WHAT YOU WILL DO →
Reproduce the stretch from "## lady amanda" through "(Aug 20, 2010)" in the puppy-size thread, swapping "tape measure" for "measuring tape".

TEXT SECTION →
# Big puppy?



## Kerry24 (Sep 20, 2011)

Hi all,

Life is a bit crazy at the mo, so not been around much. Pareto will be 16 weeks tomorrow, and weighed him today... he's 6kg and 13" tall. I suspect he's going to be on the large side and wondered what others think?

Kx


----------



## Laura(L)Izzie (Sep 9, 2011)

Hmm could possibly be on the larger side, my Izzie is 14.5" to the shoulders & is around 8.7kg fully grown, not sure of all her heights & weigh ins while she was growing though so I couldn't tell you exactly, he may just be growing earlier & not grow so much later on, but again I have no clue, time will tell  x


----------



## Fifi (Aug 11, 2011)

Oh dear Gaia must be a giant then, not sure of her height but she weighed in at 8.2 kg at 15 weeks


----------



## lady amanda (Nov 26, 2010)

Lady fully grown is just over 14 pounds.... she is a skinny thing, I am not sure of her height as she things the tape measure is a toy...but they do grow to around 9 months...they have periods of less fast, and then will have a crazy growth spurt.


----------



## marzy (Aug 20, 2010)

DATASET →

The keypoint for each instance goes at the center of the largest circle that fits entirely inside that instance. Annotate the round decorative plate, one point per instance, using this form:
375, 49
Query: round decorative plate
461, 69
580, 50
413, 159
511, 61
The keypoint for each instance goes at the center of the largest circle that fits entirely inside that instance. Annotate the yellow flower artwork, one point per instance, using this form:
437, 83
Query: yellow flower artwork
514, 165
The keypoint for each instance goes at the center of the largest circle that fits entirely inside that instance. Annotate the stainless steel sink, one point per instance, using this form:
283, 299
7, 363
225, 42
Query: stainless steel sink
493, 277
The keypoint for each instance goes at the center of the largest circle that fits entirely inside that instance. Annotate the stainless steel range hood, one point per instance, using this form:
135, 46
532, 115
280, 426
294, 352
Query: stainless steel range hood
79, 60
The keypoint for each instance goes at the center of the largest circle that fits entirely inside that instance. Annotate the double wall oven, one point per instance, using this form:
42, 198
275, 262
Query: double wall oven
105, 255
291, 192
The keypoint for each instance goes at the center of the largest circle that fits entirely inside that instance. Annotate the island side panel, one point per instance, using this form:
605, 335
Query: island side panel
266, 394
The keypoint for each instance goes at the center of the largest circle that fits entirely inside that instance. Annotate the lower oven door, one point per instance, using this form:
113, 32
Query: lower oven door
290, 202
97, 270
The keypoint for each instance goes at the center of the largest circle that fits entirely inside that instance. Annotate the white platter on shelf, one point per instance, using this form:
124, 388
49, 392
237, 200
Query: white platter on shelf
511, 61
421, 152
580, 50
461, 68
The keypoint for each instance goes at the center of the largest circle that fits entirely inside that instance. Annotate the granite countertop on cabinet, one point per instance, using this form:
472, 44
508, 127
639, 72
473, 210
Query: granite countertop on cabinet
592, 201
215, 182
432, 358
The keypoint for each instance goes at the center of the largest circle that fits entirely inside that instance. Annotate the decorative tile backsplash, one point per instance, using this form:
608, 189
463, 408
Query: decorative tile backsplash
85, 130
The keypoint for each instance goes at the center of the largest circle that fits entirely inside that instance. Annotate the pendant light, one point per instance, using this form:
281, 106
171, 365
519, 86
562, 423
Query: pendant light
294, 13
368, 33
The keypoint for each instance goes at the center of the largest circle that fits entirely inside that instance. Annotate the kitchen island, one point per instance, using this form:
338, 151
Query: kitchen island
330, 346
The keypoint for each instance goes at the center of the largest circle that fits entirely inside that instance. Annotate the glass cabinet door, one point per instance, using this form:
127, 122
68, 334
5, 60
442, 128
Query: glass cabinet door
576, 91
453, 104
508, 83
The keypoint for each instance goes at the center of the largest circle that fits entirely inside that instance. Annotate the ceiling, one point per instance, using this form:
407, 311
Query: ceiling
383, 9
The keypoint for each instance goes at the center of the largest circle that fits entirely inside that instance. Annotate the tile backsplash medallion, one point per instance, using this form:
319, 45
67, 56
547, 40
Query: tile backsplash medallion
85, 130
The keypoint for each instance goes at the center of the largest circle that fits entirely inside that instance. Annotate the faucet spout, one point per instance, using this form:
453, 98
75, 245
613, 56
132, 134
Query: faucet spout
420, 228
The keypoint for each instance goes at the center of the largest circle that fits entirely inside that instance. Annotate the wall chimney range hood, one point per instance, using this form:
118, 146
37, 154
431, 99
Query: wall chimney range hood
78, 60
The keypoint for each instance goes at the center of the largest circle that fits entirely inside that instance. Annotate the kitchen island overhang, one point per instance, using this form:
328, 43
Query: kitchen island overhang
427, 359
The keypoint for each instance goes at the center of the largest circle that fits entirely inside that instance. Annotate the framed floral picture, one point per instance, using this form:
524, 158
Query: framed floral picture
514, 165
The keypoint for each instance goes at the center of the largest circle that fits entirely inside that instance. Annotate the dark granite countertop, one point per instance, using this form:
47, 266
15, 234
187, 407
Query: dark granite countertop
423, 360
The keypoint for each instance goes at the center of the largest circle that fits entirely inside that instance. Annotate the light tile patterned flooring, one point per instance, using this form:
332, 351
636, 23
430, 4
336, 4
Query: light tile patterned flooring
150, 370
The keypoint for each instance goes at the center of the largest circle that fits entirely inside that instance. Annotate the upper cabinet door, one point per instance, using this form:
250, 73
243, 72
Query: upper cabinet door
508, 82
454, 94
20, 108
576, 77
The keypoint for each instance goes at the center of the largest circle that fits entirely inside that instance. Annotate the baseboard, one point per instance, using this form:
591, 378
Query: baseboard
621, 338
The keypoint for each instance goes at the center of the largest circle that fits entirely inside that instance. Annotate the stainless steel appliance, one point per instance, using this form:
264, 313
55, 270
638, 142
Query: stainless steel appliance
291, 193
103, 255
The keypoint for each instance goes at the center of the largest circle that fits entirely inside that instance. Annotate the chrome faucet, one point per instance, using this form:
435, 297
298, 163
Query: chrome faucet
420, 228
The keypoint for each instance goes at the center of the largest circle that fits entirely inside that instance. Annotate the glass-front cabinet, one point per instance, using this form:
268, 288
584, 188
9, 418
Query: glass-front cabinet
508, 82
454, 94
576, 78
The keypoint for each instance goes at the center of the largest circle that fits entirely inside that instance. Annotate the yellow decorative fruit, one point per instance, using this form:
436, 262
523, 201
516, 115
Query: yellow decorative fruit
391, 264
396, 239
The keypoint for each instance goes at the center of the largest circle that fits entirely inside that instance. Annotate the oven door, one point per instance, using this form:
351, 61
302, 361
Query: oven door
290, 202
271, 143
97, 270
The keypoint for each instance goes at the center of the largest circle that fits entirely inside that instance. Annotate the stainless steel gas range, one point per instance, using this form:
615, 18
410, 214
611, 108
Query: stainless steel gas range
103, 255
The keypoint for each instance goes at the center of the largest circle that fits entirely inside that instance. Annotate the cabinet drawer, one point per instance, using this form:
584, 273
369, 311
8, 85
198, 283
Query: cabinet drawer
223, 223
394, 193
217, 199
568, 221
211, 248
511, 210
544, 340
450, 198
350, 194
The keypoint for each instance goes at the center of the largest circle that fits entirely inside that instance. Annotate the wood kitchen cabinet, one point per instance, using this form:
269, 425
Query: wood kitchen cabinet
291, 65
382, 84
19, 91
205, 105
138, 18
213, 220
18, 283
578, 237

ANSWER →
## lady amanda (Nov 26, 2010)

Lady fully grown is just over 14 pounds.... she is a skinny thing, I am not sure of her height as she things the measuring tape is a toy...but they do grow to around 9 months...they have periods of less fast, and then will have a crazy growth spurt.


----------



## marzy (Aug 20, 2010)